Directions
The answer must consist of every line in the data that contains "showroom".

Recorded information Block Start

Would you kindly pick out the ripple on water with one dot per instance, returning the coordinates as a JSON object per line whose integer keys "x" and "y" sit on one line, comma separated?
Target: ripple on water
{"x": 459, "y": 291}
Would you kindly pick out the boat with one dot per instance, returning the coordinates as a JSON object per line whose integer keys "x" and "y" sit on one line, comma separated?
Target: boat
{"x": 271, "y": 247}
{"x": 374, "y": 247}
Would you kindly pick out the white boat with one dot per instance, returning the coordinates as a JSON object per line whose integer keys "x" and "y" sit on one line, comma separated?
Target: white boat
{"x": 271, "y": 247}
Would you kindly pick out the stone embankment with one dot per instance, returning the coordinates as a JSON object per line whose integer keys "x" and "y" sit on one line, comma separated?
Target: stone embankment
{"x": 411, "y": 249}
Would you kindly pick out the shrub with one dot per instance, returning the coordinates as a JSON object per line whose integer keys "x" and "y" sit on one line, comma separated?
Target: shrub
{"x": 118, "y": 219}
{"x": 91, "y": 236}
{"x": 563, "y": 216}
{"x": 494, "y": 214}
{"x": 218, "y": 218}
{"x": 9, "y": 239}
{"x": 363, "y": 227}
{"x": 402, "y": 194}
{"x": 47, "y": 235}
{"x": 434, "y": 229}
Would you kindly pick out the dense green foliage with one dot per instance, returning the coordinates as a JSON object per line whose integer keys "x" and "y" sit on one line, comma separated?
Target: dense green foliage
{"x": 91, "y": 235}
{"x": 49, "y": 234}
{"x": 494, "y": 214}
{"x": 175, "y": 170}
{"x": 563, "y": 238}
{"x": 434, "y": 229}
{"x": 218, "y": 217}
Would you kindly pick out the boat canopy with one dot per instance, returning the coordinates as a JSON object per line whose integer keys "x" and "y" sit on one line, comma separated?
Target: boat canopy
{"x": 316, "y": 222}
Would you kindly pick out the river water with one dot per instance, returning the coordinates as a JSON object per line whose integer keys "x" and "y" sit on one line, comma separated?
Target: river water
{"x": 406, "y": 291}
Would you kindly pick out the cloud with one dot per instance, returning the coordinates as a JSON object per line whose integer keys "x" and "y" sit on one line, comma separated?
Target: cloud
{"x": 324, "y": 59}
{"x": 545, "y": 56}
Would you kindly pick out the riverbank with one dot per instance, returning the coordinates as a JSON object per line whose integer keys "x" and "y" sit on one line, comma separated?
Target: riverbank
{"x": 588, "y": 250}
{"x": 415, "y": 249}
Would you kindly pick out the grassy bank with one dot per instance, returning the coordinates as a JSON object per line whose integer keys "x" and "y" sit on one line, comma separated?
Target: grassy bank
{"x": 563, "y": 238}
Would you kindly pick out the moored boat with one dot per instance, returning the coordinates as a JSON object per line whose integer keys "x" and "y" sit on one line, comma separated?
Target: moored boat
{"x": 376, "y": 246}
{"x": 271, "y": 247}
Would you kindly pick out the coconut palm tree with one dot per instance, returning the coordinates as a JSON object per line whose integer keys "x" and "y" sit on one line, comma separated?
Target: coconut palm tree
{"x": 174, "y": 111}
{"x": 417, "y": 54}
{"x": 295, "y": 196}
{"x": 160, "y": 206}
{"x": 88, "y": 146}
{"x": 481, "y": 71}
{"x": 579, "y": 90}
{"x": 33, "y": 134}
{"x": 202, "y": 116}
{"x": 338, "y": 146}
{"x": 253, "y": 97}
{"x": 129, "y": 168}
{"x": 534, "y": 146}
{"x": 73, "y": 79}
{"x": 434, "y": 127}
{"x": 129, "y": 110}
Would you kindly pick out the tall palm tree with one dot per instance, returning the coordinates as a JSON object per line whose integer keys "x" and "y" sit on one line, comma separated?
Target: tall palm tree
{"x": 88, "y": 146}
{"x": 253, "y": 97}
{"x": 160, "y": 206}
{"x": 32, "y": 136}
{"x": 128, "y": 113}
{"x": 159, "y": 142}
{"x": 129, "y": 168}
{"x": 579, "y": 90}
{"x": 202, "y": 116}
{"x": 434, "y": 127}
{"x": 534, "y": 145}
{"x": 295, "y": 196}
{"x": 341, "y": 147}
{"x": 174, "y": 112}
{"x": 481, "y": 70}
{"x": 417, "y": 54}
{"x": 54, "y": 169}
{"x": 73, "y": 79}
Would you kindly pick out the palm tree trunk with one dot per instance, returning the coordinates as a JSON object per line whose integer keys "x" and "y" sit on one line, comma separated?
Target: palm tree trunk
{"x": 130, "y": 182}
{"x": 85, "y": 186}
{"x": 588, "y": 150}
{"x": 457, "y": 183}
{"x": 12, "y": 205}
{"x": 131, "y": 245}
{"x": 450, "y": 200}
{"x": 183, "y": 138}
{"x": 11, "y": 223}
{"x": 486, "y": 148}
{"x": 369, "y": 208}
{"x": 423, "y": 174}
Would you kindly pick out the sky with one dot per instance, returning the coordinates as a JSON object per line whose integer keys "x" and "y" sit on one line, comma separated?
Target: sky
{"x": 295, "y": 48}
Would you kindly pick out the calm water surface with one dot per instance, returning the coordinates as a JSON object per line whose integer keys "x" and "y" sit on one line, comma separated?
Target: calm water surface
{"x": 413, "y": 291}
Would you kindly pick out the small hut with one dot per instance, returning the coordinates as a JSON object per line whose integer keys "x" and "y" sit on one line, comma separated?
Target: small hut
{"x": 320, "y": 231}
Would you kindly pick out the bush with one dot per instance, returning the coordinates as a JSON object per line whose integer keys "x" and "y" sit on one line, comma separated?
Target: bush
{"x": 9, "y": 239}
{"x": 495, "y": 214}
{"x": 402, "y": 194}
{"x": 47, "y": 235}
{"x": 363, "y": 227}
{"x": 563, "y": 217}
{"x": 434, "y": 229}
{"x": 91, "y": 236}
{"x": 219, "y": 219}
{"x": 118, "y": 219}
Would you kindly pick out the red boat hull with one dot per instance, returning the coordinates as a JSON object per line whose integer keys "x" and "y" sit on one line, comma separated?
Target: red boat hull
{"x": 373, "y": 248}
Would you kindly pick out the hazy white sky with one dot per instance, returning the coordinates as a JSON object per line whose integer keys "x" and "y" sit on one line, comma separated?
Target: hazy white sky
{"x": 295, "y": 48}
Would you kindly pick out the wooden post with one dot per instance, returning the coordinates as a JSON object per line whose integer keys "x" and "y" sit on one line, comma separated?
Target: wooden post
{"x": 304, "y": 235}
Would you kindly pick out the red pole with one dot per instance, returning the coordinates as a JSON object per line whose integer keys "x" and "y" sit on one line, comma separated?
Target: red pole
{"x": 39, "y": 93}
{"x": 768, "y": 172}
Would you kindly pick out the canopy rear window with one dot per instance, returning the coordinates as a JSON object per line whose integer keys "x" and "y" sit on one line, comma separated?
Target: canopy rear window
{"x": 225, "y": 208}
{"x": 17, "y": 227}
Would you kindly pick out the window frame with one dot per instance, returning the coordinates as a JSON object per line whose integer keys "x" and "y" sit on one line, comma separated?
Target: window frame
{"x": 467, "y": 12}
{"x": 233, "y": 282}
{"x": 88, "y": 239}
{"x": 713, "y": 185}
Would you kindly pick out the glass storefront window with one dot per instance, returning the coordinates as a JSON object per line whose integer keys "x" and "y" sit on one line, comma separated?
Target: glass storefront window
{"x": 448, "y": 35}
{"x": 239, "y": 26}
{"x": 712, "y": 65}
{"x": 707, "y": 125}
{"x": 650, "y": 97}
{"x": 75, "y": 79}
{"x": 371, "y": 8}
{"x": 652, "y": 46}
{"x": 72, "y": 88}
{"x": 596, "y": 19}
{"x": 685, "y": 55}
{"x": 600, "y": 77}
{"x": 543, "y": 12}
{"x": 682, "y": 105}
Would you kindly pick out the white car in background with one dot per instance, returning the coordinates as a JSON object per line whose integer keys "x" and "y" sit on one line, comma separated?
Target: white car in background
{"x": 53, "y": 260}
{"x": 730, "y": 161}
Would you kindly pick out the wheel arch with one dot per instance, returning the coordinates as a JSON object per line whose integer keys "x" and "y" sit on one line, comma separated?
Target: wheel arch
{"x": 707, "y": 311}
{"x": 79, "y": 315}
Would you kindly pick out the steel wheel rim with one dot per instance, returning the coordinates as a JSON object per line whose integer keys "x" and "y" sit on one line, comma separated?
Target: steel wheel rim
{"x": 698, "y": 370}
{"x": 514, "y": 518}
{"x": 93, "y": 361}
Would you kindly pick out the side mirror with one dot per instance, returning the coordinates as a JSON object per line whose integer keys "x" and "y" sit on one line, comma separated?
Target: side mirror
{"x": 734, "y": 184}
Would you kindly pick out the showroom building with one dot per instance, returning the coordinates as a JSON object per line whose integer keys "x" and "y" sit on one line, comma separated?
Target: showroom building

Recorded information Block End

Result
Would you kindly pick out the showroom building with one dot per instance, returning the coordinates as a JSON object per line whose integer keys "x" and "y" sit on one line, comma separated?
Target: showroom building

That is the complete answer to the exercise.